# AVAILABLE RECORDS
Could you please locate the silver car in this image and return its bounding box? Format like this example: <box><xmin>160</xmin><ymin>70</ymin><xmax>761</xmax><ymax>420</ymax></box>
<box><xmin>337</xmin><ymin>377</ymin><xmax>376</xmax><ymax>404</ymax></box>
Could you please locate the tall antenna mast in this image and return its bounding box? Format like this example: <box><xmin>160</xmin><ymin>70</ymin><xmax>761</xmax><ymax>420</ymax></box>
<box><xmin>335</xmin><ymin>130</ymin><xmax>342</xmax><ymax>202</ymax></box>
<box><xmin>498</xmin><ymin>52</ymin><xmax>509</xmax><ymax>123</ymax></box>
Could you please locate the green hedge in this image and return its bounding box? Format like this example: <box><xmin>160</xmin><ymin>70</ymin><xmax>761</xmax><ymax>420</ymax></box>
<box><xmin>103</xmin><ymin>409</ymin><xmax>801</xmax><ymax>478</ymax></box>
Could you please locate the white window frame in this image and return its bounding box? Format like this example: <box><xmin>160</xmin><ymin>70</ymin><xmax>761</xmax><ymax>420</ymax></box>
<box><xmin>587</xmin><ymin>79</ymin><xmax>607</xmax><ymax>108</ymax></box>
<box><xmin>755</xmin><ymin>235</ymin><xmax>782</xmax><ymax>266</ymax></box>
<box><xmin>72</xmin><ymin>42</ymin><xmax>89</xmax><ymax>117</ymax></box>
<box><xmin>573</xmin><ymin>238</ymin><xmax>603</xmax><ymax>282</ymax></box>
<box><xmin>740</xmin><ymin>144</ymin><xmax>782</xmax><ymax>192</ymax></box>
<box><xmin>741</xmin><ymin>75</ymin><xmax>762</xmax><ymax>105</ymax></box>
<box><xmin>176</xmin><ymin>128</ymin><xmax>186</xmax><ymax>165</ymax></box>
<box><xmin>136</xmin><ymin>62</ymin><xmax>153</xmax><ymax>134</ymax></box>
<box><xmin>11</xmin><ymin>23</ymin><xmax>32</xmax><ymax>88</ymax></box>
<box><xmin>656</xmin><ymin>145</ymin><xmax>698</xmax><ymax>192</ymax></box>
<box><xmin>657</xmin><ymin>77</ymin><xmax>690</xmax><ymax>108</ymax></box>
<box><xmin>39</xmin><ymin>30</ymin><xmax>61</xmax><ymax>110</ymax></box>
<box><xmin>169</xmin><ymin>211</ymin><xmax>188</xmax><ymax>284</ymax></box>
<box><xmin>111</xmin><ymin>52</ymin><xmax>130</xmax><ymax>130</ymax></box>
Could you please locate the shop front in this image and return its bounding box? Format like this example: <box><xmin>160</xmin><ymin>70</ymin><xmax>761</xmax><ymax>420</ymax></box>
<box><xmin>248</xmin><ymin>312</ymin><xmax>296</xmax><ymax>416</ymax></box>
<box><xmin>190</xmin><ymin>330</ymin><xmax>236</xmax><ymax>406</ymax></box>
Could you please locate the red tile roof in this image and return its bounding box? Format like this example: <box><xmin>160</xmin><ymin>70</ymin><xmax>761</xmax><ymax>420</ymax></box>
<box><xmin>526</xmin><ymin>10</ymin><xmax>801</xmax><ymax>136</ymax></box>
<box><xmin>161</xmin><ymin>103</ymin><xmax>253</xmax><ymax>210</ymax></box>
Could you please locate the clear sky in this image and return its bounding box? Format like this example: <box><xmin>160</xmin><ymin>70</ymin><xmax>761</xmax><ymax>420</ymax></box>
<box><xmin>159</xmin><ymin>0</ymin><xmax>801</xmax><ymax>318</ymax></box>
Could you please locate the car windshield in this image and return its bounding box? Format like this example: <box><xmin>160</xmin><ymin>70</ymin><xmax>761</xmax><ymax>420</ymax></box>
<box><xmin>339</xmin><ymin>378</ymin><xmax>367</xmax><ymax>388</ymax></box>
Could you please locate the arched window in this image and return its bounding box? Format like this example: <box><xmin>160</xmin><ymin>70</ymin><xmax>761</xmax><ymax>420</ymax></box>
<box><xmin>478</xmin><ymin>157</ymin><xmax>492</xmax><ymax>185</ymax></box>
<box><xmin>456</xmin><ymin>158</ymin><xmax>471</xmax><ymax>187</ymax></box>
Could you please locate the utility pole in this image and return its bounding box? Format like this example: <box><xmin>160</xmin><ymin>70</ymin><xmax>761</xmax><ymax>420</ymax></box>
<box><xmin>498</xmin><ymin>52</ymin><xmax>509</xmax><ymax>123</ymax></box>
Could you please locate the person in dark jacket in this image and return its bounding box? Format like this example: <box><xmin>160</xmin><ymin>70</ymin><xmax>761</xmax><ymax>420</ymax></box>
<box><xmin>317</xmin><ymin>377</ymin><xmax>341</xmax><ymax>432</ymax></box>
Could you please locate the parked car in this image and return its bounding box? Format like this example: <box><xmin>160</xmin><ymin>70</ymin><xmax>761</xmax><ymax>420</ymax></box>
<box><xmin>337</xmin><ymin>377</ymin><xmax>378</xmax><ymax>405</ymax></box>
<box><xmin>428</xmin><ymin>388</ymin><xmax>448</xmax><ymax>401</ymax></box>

# WHAT TO DO
Can you show every line from the items above that contains the word "window", copying each such line in full? Case counts, so a match must have the same capitalization.

# EXERCISE SOLUTION
Could you please locate the white window frame in this image and return its bounding box? Format like this example: <box><xmin>160</xmin><ymin>70</ymin><xmax>761</xmax><ymax>420</ymax></box>
Could you please locate the arched window in this image and return its bounding box? Format like this example: <box><xmin>160</xmin><ymin>70</ymin><xmax>761</xmax><ymax>420</ymax></box>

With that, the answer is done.